------ Material to process ------

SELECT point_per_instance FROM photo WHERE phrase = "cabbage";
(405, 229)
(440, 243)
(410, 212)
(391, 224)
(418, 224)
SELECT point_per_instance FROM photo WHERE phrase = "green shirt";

------

> **Direction**: Rewrite all of the lines above, including the requests, and increase every coordinate in the answers by 44.

> **Written answer**:
SELECT point_per_instance FROM photo WHERE phrase = "cabbage";
(449, 273)
(484, 287)
(454, 256)
(435, 268)
(462, 268)
SELECT point_per_instance FROM photo WHERE phrase = "green shirt";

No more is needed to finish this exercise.